Extracted entries -
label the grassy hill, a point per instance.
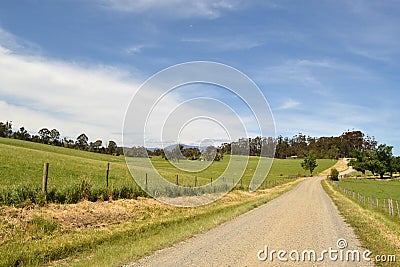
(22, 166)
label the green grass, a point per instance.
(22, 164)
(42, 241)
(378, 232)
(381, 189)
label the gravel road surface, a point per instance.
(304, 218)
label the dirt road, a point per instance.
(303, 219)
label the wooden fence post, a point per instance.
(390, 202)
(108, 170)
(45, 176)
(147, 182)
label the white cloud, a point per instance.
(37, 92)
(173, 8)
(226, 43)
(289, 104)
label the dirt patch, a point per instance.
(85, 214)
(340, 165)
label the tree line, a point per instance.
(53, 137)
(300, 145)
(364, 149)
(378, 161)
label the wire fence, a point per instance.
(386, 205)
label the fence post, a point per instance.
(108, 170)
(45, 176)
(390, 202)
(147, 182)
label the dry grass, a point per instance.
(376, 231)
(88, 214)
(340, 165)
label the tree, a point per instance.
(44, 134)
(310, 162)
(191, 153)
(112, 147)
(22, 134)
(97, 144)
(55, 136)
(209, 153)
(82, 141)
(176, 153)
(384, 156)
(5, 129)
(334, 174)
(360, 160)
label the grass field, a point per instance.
==
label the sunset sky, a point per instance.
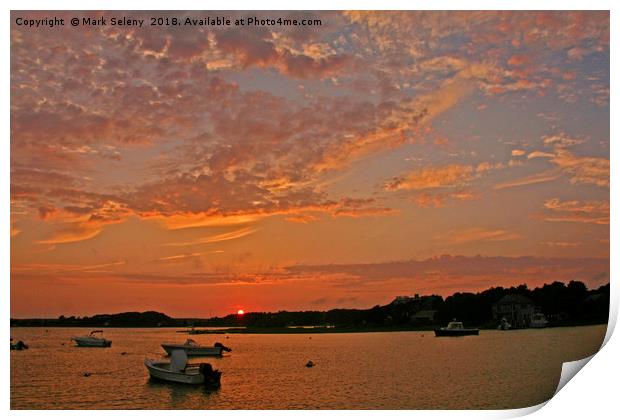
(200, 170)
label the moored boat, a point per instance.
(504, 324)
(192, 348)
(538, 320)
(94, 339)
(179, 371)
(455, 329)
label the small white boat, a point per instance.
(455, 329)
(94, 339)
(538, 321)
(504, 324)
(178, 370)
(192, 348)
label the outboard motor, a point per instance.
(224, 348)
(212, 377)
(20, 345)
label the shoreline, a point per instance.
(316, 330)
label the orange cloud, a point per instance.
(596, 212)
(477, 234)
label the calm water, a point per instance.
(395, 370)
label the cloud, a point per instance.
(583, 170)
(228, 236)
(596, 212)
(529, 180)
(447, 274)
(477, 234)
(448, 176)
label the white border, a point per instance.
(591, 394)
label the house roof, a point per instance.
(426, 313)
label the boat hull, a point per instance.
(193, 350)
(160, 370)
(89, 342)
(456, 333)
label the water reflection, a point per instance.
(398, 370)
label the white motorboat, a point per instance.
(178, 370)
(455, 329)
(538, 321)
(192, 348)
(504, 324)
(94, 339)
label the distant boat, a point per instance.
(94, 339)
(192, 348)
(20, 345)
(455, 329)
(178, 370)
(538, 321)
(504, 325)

Work required - Please give back exactly the lines of the listing above that run from the one containing "label the white cloud, a point per instance." through the one containing "label the grass field, a point per instance.", and only those.

Completed task -
label the white cloud, a point per instance.
(37, 92)
(173, 8)
(226, 43)
(289, 104)
label the dirt patch, a point per instance.
(85, 214)
(340, 165)
label the tree line, a point per instance.
(53, 137)
(300, 145)
(364, 149)
(378, 161)
label the wire fence, a point per instance.
(386, 205)
label the fence post, a point per instance.
(108, 170)
(45, 176)
(390, 202)
(147, 182)
label the dry grass, a point per instance.
(376, 231)
(88, 214)
(340, 165)
label the tree, a point per instance.
(44, 134)
(310, 162)
(191, 153)
(112, 147)
(22, 134)
(97, 144)
(55, 136)
(209, 153)
(82, 141)
(176, 153)
(384, 156)
(5, 129)
(334, 174)
(360, 160)
label the grass field, a point per instance.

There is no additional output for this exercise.